Input>
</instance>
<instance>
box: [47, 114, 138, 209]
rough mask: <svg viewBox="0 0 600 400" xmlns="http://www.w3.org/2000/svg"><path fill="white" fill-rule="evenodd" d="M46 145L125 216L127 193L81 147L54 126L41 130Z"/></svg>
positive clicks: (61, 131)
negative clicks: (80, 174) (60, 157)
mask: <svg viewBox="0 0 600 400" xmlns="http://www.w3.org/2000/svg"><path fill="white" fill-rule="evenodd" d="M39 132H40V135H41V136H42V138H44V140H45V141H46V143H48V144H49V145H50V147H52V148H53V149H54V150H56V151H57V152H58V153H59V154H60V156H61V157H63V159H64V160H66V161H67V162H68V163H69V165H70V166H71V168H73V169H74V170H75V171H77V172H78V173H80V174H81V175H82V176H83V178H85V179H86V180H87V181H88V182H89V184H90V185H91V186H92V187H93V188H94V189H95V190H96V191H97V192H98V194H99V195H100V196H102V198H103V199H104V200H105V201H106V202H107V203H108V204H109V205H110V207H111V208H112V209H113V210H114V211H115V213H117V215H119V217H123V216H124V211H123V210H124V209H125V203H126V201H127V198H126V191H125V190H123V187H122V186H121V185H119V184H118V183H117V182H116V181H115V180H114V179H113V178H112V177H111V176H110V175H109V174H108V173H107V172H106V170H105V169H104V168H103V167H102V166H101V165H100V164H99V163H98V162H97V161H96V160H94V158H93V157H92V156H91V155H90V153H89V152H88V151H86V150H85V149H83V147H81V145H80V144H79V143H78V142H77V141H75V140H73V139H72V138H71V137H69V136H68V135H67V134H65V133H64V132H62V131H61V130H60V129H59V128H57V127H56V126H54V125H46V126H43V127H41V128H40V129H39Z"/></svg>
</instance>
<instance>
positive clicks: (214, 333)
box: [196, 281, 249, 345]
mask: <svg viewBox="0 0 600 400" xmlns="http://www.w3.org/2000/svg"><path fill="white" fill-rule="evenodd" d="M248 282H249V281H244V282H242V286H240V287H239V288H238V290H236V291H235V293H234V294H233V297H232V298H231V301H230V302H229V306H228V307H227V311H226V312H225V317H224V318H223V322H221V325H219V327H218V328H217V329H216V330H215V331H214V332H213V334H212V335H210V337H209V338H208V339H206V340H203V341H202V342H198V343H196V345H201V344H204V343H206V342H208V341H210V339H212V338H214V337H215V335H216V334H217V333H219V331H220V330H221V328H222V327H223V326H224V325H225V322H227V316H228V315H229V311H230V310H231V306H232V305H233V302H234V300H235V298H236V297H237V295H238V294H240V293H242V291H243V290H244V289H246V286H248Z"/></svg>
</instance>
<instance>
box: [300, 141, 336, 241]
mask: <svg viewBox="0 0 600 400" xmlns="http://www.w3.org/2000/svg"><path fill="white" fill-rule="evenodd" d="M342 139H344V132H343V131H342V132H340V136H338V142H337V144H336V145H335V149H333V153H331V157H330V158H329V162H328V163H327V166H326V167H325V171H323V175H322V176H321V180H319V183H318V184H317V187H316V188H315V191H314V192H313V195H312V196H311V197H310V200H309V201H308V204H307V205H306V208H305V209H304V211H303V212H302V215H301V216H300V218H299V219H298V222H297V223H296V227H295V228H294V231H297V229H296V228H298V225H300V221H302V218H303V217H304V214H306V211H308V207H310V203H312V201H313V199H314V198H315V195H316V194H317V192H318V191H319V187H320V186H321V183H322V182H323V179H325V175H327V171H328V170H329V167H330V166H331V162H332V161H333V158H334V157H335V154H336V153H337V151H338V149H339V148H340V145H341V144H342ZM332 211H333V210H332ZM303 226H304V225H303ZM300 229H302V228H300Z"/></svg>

What is needed>
Please report every line of the data above that contains the string "clicks", with case counting.

Answer box>
positive clicks: (61, 131)
negative clicks: (80, 174) (60, 157)
positive clicks: (214, 333)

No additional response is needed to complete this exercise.